TEXTO DE ORIGEN =
╭──
Kramatorsk se convierte en una ciudad fantasma tras la matanza de la estación

Kramatorsk se convierte en una ciudad fantasma tras la matanza de la estación


El Ayuntamiento de Kramatorsk, en la provincia de Donetsk, en el este de Ucrania, pidió el miércoles a sus ciudadanos que abandonaran la ciudad. Tras la matanza que provocó dos días después un misil ruso lanzado sobre la estación de trenes desde la que huía la población civil, el municipio es hoy una ciudad fantasma, un lugar prácticamente sin habitantes. La ofensiva que prepara Rusia para ocupar por completo las vecinas Donetsk y Lugansk —en la región de Donbás— puede ser un infierno, dice Irina P., miembro de una unidad del Ejército ucranio especializada en emboscadas contra blindados. “Sabemos lo que nos viene encima, y estamos preparados para ello”. Un aviso de lo que les viene encima es ese ataque que el viernes causó al menos 52 muertos y más de 100 heridos.
╰──
TAREAS A REALIZAR =
(a) Responde estas preguntas sobre el texto de Kramatorsk, una respuesta por línea:
(i) ¿Qué pidió el miércoles el Ayuntamiento de Kramatorsk a sus ciudadanos?
(ii) ¿En qué está especializada la unidad del Ejército ucranio a la que pertenece Irina P.?
(iii) ¿Cuántos muertos y heridos causó, como mínimo, el ataque del viernes?
(b) Según el texto sobre Kramatorsk, ¿por qué se dice que el municipio es hoy una ciudad fantasma? Contesta en una a tres oraciones.
(c) Escribe la continuación del texto sobre Kramatorsk a partir de su última oración.

REGISTROS DE DATOS =
╭──
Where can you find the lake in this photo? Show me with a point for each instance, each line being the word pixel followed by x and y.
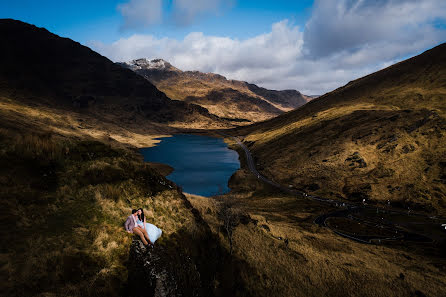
pixel 202 164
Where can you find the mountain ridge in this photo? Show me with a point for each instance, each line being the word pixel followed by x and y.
pixel 225 98
pixel 380 137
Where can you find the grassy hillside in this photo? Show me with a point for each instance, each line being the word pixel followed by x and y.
pixel 231 99
pixel 70 123
pixel 377 138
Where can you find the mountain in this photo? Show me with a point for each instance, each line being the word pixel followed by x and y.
pixel 379 138
pixel 70 173
pixel 231 99
pixel 39 67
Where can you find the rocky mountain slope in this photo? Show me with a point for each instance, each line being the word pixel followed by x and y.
pixel 379 138
pixel 232 99
pixel 70 173
pixel 41 68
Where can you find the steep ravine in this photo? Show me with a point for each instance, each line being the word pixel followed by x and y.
pixel 184 265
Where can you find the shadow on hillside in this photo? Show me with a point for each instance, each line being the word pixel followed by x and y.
pixel 185 264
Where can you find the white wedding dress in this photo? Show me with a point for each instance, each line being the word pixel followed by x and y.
pixel 153 231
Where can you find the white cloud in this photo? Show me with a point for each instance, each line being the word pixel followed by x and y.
pixel 342 40
pixel 144 13
pixel 186 11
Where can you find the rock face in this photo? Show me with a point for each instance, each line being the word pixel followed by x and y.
pixel 149 274
pixel 236 100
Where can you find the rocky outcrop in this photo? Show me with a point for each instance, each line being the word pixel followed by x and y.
pixel 151 274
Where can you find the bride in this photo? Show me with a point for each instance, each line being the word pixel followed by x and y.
pixel 153 231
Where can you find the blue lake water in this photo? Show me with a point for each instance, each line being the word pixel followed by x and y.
pixel 202 164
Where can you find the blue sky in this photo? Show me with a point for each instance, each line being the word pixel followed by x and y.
pixel 312 46
pixel 100 20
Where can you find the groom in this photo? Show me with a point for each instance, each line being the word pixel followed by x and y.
pixel 132 227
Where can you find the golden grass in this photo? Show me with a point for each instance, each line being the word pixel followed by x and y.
pixel 317 262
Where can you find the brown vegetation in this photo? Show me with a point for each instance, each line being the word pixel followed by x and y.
pixel 237 101
pixel 377 138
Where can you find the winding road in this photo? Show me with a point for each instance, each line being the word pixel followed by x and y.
pixel 346 212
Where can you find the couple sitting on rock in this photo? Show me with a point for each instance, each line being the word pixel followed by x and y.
pixel 136 223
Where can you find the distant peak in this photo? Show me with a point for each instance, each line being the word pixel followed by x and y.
pixel 158 64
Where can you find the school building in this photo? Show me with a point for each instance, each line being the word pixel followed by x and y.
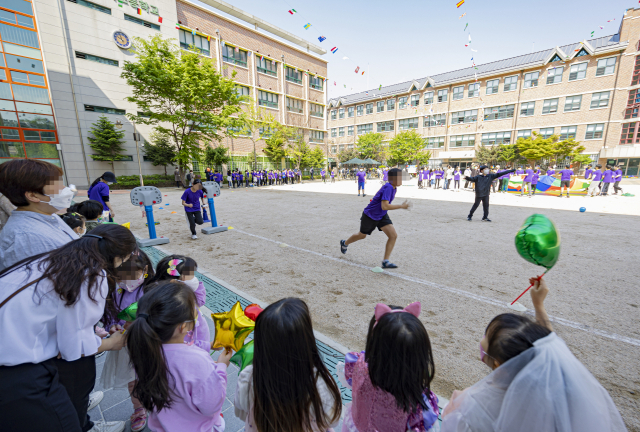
pixel 587 90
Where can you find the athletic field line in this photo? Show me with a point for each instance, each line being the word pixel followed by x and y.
pixel 488 300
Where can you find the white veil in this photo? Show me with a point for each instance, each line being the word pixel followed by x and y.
pixel 545 388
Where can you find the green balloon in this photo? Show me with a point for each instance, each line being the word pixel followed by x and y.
pixel 538 241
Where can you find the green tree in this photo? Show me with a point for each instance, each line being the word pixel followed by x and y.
pixel 106 141
pixel 160 150
pixel 182 94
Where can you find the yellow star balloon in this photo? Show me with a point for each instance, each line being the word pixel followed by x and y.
pixel 232 328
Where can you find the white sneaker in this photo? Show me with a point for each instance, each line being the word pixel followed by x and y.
pixel 94 399
pixel 108 427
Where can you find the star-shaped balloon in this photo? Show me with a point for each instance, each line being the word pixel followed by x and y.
pixel 232 328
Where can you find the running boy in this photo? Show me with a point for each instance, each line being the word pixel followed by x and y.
pixel 375 216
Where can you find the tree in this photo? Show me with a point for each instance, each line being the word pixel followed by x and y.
pixel 160 150
pixel 182 94
pixel 106 141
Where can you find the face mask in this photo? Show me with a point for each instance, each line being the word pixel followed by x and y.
pixel 62 200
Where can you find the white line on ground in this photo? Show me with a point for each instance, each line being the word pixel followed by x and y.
pixel 502 304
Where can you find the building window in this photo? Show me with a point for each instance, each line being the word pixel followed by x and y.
pixel 567 132
pixel 572 103
pixel 527 108
pixel 531 79
pixel 601 99
pixel 606 66
pixel 428 98
pixel 469 116
pixel 458 92
pixel 496 138
pixel 501 112
pixel 462 141
pixel 474 90
pixel 511 83
pixel 385 126
pixel 405 124
pixel 266 66
pixel 578 71
pixel 594 131
pixel 550 106
pixel 492 86
pixel 554 75
pixel 267 99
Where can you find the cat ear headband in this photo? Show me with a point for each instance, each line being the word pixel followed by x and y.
pixel 172 267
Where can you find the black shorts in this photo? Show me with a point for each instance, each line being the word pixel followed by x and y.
pixel 367 225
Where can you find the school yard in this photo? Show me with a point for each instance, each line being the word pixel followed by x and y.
pixel 285 242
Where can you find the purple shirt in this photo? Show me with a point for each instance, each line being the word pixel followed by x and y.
pixel 191 197
pixel 386 193
pixel 200 387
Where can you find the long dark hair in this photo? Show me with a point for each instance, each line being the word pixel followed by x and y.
pixel 284 379
pixel 509 335
pixel 399 357
pixel 83 261
pixel 168 305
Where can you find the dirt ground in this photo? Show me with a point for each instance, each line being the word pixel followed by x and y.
╰──
RESPUESTAS =
(a)
(i) Les pidió que abandonaran la ciudad.
(ii) Está especializada en emboscadas contra blindados.
(iii) Causó al menos 52 muertos y más de 100 heridos.

(b) Se la llama ciudad fantasma porque, tras la matanza causada por el misil ruso lanzado sobre la estación de trenes, el municipio ha quedado prácticamente sin habitantes.

(c)
Kramatorsk es el principal bastión ucranio en la provincia de Donetsk. Está rodeado por zonas controladas por Rusia y por sus aliados separatistas locales. Controlar este municipio supondría dominar de facto la provincia por completo. Cuando el Ministerio de Defensa ruso anunció a finales de marzo que se retiraba de Kiev para concentrar sus esfuerzos militares en el este del país, la población que todavía no había abandonado sus casas lo hizo en una carrera contra el reloj. La carnicería en la estación de Kramatorsk, donde cayó un misil con munición de racimo, según la versión oficial ucrania, se debe a que en las inmediaciones de la estación, según el alcalde, Oleg Honcharenko, había 4.000 personas esperando a salir hacia el oeste.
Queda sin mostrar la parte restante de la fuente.